Work order → The line containing "the car tail" marks where to begin; quote it and every line after it through the end of the data, exactly as written.

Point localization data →

====================

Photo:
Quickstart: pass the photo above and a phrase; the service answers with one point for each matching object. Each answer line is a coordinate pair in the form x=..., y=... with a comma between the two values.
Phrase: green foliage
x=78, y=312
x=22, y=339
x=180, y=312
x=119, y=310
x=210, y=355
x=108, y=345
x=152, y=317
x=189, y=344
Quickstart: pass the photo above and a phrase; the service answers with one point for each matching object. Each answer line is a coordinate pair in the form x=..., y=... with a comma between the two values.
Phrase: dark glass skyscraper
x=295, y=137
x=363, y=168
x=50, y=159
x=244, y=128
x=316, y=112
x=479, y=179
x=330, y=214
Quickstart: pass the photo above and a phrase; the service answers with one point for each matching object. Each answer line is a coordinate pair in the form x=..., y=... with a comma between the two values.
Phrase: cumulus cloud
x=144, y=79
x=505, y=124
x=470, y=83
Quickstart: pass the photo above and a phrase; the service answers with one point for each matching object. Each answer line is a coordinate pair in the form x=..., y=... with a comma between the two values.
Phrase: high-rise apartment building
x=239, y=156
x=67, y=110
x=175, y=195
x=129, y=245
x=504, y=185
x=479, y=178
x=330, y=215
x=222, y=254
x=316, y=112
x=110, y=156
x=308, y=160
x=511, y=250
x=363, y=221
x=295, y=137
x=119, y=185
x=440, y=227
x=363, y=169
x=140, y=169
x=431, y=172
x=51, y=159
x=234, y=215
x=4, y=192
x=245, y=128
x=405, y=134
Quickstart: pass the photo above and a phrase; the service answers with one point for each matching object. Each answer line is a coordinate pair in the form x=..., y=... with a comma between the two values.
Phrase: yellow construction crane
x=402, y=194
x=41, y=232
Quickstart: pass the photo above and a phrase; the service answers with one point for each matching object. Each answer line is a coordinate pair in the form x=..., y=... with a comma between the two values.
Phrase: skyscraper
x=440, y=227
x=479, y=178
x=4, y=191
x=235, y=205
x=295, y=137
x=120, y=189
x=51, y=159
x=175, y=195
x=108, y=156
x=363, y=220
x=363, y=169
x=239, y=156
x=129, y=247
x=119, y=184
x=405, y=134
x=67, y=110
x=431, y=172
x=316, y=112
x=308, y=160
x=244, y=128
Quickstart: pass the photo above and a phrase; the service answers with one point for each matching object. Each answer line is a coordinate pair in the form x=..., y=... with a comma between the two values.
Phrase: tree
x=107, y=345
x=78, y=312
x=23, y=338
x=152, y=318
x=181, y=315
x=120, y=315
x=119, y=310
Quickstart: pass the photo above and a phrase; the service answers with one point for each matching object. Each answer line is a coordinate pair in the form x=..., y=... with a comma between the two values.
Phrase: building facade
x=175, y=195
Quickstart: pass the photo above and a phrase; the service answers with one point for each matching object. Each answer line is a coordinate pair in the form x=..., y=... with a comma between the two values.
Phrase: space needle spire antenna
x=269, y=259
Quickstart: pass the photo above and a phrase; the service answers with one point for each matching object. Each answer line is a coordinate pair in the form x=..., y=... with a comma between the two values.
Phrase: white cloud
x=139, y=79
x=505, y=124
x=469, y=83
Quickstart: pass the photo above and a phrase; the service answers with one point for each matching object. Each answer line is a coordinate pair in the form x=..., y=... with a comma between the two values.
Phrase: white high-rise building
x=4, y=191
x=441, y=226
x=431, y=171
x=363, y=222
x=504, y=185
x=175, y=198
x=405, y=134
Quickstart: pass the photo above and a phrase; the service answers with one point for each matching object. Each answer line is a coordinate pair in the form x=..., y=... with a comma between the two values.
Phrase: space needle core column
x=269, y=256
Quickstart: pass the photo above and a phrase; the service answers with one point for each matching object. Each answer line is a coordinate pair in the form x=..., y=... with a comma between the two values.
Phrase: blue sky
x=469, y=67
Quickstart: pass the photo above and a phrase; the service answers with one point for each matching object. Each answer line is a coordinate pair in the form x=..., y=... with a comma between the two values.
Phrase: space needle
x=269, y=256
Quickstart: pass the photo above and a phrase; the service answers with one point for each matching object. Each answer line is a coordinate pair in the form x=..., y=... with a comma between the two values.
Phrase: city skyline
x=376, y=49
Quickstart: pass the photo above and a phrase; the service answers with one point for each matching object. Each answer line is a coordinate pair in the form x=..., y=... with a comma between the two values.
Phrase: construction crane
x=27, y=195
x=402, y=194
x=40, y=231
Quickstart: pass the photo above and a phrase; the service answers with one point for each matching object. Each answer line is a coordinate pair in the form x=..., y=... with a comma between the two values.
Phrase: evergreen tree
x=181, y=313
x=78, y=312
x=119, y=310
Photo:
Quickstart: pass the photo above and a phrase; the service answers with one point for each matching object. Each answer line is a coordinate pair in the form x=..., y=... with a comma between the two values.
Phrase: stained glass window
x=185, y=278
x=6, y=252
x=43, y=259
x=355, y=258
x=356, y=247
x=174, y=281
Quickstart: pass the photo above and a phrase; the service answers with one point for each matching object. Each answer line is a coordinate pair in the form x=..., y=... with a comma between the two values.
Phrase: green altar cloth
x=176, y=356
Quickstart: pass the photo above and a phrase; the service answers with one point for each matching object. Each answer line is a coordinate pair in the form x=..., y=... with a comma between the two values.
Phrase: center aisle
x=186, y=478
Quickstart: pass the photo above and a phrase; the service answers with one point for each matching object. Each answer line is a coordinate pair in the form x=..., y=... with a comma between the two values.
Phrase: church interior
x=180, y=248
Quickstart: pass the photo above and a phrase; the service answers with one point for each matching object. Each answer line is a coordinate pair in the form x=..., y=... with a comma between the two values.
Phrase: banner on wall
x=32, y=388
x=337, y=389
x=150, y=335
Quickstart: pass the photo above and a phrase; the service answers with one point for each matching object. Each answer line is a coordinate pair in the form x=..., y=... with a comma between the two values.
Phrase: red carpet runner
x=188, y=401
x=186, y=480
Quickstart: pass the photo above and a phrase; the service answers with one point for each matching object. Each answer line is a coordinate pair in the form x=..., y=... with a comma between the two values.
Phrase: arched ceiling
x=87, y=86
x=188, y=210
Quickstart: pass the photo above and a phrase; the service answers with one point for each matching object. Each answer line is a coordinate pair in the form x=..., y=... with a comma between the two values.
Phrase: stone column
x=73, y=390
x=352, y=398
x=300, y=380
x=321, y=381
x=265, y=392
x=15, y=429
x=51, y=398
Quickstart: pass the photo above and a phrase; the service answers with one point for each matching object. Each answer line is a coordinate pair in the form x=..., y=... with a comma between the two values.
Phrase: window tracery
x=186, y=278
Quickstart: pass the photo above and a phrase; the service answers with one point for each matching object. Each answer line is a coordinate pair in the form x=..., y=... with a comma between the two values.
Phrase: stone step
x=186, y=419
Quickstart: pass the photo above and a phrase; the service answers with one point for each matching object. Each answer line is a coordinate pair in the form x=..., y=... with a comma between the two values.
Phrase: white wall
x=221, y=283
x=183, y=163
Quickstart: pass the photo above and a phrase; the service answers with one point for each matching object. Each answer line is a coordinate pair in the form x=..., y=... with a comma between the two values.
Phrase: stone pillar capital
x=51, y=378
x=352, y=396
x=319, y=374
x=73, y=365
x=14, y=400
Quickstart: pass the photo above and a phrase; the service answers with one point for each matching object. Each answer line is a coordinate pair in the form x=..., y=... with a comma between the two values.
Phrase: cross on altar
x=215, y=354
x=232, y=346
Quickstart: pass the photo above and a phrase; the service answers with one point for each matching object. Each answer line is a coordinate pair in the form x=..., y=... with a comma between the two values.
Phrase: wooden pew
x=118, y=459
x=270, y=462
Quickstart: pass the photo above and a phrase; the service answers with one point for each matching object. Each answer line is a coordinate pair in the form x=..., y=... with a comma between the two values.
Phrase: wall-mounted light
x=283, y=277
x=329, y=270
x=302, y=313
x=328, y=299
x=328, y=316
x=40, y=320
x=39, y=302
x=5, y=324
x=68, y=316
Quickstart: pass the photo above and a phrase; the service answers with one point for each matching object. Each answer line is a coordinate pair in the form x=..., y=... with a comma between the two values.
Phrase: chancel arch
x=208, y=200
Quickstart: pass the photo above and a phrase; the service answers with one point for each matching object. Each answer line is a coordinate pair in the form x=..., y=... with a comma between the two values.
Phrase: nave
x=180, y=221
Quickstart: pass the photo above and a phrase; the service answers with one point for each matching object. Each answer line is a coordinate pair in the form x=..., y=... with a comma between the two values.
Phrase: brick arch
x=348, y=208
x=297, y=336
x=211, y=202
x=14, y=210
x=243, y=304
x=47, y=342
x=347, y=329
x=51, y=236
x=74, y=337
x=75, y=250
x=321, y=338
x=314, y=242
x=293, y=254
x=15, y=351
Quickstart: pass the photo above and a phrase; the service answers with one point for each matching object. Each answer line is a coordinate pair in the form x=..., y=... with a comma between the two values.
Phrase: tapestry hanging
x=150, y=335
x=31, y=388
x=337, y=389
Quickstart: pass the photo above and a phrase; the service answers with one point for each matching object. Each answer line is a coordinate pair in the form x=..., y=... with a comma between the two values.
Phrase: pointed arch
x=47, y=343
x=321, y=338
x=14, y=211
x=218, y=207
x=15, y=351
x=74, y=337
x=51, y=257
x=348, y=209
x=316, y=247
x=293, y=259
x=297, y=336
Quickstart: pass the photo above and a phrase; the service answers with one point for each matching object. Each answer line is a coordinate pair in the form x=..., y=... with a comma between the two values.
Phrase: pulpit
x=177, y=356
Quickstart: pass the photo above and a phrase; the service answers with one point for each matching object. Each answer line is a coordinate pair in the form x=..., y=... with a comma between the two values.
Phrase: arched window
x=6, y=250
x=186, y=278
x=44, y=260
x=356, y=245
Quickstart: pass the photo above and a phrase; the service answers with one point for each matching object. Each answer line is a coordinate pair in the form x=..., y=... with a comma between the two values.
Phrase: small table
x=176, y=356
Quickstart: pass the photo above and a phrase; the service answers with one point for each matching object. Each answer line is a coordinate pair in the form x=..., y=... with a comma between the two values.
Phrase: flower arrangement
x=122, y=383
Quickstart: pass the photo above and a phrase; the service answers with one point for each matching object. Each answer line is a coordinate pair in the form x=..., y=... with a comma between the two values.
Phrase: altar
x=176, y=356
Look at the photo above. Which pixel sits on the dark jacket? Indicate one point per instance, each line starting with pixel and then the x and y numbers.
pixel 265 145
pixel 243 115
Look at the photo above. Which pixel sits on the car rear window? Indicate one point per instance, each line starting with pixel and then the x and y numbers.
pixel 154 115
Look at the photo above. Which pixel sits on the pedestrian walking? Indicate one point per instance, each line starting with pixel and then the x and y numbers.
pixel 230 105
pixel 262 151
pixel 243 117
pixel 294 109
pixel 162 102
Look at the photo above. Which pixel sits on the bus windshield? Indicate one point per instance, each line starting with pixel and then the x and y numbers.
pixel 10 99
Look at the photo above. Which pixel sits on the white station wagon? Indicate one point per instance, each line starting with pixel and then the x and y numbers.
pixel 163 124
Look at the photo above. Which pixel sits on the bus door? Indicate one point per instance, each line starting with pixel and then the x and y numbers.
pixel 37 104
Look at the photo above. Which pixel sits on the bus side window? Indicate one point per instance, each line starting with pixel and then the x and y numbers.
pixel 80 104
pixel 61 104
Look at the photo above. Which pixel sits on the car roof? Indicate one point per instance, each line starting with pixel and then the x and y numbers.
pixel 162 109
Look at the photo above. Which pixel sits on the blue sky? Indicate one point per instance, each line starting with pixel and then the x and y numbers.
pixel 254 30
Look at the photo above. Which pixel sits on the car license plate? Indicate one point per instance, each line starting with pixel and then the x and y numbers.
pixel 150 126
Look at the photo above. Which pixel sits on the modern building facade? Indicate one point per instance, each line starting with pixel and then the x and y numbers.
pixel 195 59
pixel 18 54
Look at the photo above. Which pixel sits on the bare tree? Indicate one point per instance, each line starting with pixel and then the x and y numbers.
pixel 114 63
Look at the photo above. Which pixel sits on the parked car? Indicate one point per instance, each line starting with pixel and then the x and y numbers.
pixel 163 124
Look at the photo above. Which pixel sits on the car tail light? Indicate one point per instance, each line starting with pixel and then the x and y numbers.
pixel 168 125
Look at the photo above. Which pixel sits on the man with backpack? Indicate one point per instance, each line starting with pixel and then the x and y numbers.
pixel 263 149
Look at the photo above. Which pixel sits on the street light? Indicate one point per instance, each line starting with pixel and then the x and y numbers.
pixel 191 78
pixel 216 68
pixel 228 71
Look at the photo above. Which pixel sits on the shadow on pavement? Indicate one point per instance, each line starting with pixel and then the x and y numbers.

====================

Your response →
Look at the photo above. Which pixel sits on the car tail light? Indicate one point per instance, each line starting with pixel and then the x and y numbers.
pixel 168 125
Look at the photo above. Which pixel sits on the man with backpack? Indicate one point per instance, each line starting with pixel and then the x and y numbers.
pixel 263 149
Look at the photo above. Which pixel sits on the street light? Indicate one point per instance, each line starting with pixel and then the x and y numbers.
pixel 191 78
pixel 216 68
pixel 228 71
Look at the photo above. Which pixel sits on the shadow on pavement? Indicate one point per instance, each line starting with pixel and then the x and y numbers.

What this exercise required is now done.